▶ _DATA FOR PROCESSING_
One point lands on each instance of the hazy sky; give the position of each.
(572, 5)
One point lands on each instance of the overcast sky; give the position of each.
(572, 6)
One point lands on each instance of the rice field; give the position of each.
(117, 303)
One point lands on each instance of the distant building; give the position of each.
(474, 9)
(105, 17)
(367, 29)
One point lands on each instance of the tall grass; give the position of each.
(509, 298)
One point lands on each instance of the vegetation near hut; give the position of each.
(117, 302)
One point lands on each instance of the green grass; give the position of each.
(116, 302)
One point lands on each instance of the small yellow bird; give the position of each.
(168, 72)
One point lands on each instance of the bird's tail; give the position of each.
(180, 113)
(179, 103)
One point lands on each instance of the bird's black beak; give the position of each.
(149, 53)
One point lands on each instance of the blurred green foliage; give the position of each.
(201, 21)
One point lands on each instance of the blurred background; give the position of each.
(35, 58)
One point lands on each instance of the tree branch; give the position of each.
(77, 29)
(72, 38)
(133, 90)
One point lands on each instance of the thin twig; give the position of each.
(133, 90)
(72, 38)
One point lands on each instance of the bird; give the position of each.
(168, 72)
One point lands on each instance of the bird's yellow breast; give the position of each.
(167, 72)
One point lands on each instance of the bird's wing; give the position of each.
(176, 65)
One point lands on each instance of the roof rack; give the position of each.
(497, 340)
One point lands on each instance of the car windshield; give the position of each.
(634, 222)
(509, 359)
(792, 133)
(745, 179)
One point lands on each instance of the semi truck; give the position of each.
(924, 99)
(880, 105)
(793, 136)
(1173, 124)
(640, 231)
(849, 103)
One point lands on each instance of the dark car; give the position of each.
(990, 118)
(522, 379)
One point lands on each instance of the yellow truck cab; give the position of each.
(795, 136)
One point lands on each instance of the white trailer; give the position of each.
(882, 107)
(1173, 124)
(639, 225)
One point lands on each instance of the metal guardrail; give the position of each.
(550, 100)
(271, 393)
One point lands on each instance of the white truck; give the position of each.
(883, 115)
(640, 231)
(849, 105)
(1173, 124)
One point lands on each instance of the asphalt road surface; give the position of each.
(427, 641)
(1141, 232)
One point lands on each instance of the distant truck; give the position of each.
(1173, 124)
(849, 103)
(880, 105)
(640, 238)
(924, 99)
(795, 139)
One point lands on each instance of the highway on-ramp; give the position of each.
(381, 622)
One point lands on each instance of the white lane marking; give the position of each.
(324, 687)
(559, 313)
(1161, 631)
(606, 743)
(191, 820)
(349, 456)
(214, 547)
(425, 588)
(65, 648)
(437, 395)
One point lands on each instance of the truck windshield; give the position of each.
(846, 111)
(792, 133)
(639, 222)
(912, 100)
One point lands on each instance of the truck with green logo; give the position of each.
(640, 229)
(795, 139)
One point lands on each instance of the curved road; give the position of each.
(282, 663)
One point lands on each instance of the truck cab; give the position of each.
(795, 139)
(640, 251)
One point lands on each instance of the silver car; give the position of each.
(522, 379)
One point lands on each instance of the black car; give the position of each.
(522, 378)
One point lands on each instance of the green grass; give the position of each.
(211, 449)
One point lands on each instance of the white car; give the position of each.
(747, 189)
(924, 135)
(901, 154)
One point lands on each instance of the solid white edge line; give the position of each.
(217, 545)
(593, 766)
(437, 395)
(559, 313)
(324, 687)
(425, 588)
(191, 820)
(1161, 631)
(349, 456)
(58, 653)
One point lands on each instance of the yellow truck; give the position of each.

▶ _EXERCISE AIM_
Each entry above needs to be duplicated verbatim.

▶ _ANSWER_
One point lands on each instance of the hazy sky; give the position of each.
(572, 5)
One point lands on each instance of the overcast sky; give the position of each.
(572, 6)
One point lands on each instance of the rice field; give the position of each.
(117, 303)
One point lands on each instance of the distant building; give the position of each.
(474, 9)
(105, 17)
(367, 29)
One point lands on each instance of the tall grass; give the position of each.
(509, 298)
One point lands on each instance of the vegetation near hut; give the position of each.
(117, 302)
One point lands on each instance of the green grass; give the position of each.
(116, 302)
One point lands on each instance of the small yellow bird; give the position of each.
(168, 72)
One point lands on each instance of the bird's tail; give the position of each.
(180, 113)
(179, 103)
One point lands on each instance of the bird's black beak; give the position of each.
(149, 53)
One point lands on each instance of the blurred green foliage; give the position of each.
(201, 21)
One point lands on each instance of the blurred background; give the position of each.
(35, 58)
One point lands on each instance of the tree branch; give the position of each.
(77, 29)
(72, 38)
(133, 90)
One point lands on each instance of the thin twig; give the position of each.
(133, 90)
(72, 38)
One point lands on each instance of the bird; give the position of each.
(168, 72)
One point lands on each instance of the bird's yellow breast; give the position of each.
(167, 72)
One point lands on each instance of the bird's wing; give the position of each.
(176, 65)
One point lands on each instance of the roof rack; give the position of each.
(497, 340)
One point lands on each instance of the car windshield; give the position of each.
(634, 222)
(509, 359)
(792, 133)
(745, 179)
One point lands on each instance of the semi truck; give the position of each.
(924, 99)
(880, 105)
(793, 136)
(1173, 124)
(640, 231)
(849, 103)
One point lands on each instance of the dark car; give the position of each.
(990, 118)
(522, 379)
One point lands on each instance of the yellow truck cab; give the position of each.
(795, 136)
One point lands on each instance of the white trailer; give the position of each.
(882, 107)
(1173, 124)
(639, 225)
One point lands on each instance of the metal guardrail; give the position of each.
(550, 100)
(271, 393)
One point lands on each instance of the white truck; give the position of each.
(883, 115)
(640, 231)
(849, 105)
(1173, 124)
One point lands on each instance of the asphalt road surface; give the position of each.
(427, 641)
(1141, 232)
One point lands on each instance of the distant truck; give the position of each.
(1173, 124)
(849, 103)
(880, 105)
(640, 238)
(924, 99)
(795, 139)
One point lands on each instance of the highway on-ramp; give the position of each.
(381, 622)
One point lands on each instance of the white lane marking; give the position of each.
(324, 687)
(559, 313)
(1161, 631)
(606, 743)
(191, 820)
(349, 456)
(214, 547)
(425, 588)
(65, 648)
(437, 395)
One point lands on each instance of the truck windshield; give the position of each.
(846, 111)
(792, 133)
(639, 222)
(912, 100)
One point lands on each instance of the truck with green logo; give the position of each.
(640, 229)
(795, 139)
One point lands on each instance of the curved road; give the position of each.
(282, 663)
One point lands on each instance of the truck cab; give the position of each.
(795, 139)
(640, 251)
One point lands on each instance of the silver car; give the position of each.
(522, 379)
One point lands on each instance of the black car; give the position of each.
(522, 378)
One point lands on each instance of the green grass; give the position of each.
(211, 449)
One point lands on each instance of the white car; give the position of each.
(747, 189)
(924, 135)
(901, 154)
One point lands on each instance of the solid white edge line; give the position of each.
(217, 545)
(593, 766)
(437, 395)
(559, 313)
(324, 687)
(425, 588)
(191, 820)
(1161, 631)
(349, 456)
(58, 653)
One point lands on each instance of the yellow truck; give the position of each.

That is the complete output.